§ **Предоставленные записи**:

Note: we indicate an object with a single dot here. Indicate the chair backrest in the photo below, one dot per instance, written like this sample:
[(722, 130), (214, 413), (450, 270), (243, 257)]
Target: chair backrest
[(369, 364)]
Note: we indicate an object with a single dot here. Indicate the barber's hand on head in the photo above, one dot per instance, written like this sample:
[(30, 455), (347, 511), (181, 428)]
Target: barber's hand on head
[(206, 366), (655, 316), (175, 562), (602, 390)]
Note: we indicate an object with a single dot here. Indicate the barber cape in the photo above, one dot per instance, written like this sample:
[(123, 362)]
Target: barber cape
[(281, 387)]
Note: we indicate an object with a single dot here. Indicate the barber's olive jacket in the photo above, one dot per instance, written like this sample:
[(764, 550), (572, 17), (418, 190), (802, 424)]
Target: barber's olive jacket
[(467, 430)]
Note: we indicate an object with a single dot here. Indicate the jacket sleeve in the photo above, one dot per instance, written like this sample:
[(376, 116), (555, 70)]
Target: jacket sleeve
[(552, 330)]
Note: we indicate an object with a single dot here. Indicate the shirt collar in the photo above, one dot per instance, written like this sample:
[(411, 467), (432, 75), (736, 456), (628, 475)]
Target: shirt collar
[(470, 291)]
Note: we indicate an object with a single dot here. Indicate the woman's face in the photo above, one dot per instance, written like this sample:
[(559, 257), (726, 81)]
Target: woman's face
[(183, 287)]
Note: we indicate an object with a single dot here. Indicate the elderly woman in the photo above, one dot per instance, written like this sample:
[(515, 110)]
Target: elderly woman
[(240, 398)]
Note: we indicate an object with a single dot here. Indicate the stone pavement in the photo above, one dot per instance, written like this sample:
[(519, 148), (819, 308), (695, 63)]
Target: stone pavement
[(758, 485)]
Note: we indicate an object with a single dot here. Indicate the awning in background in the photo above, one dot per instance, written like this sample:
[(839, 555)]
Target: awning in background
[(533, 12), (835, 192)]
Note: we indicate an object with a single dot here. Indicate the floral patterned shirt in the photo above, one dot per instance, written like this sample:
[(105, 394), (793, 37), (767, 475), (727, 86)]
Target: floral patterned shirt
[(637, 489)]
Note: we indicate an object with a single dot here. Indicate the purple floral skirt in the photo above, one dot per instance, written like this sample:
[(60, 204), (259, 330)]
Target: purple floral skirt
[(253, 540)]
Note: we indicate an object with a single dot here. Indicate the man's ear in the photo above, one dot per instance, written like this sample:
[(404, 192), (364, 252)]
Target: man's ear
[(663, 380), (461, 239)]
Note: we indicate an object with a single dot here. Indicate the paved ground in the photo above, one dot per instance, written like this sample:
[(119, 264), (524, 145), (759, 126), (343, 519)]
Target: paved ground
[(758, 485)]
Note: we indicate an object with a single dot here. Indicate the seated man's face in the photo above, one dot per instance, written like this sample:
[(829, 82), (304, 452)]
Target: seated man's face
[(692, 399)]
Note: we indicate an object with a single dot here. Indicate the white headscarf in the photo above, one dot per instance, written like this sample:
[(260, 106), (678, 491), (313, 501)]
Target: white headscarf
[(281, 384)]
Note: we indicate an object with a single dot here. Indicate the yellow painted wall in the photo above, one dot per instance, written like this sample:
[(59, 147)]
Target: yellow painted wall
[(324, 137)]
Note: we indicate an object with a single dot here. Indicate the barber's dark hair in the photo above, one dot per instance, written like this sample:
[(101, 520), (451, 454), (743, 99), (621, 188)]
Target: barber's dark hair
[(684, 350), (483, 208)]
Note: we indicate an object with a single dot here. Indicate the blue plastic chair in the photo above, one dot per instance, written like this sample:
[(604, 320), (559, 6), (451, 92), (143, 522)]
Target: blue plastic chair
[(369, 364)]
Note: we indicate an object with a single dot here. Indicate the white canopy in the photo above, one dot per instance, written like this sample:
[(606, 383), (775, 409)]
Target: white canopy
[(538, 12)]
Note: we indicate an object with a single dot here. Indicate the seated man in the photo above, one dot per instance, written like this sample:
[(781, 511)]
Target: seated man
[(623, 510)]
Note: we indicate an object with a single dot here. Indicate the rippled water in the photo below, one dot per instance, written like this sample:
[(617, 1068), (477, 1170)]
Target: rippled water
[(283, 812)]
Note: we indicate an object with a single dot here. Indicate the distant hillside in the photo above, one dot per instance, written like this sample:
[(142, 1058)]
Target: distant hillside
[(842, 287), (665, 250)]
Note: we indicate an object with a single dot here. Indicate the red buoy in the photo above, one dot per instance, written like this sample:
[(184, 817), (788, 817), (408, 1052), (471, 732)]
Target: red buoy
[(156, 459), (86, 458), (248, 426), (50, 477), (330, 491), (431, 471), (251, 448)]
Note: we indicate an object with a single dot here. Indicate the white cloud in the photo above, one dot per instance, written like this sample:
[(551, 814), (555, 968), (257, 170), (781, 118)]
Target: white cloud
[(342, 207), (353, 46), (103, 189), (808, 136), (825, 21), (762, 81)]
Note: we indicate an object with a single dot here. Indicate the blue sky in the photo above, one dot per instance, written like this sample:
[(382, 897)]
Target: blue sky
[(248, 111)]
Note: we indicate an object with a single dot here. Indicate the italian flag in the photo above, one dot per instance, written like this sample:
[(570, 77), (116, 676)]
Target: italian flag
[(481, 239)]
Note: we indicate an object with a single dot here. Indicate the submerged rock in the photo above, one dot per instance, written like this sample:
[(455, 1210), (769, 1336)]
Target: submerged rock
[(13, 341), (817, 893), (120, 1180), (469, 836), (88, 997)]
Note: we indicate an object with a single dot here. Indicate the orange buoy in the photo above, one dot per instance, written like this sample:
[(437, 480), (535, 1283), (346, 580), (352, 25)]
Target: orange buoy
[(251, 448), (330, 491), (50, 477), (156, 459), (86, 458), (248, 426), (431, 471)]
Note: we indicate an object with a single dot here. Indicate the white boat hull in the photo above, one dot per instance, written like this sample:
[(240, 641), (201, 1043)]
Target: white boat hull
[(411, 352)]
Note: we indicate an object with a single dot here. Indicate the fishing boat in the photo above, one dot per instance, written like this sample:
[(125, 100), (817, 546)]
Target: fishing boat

§ **Указания и требования**:
Представьте в виде JSON-списка строк ту часть записей, что открывается строкой, содержащей «Indicate the submerged», и завершается строкой, содержащей «[(411, 352)]», включая обе эти строки. Каждой строке должна соответствовать одна строка списка, пустые строки пропустите.

§ **Результат**:
[
  "Note: we indicate an object with a single dot here. Indicate the submerged rock in the photo above, one dot per instance, written like this sample:",
  "[(455, 1210), (769, 1336)]",
  "Target: submerged rock",
  "[(13, 341), (817, 893), (120, 1180), (469, 836), (88, 997)]",
  "Note: we indicate an object with a single dot here. Indicate the orange buoy in the photo above, one dot per instance, written like this sample:",
  "[(437, 480), (535, 1283), (346, 580), (352, 25)]",
  "Target: orange buoy",
  "[(251, 448), (330, 491), (50, 477), (156, 459), (86, 458), (248, 426), (431, 471)]",
  "Note: we indicate an object with a single dot here. Indicate the white boat hull in the photo above, one dot per instance, written like this sample:",
  "[(240, 641), (201, 1043)]",
  "Target: white boat hull",
  "[(411, 352)]"
]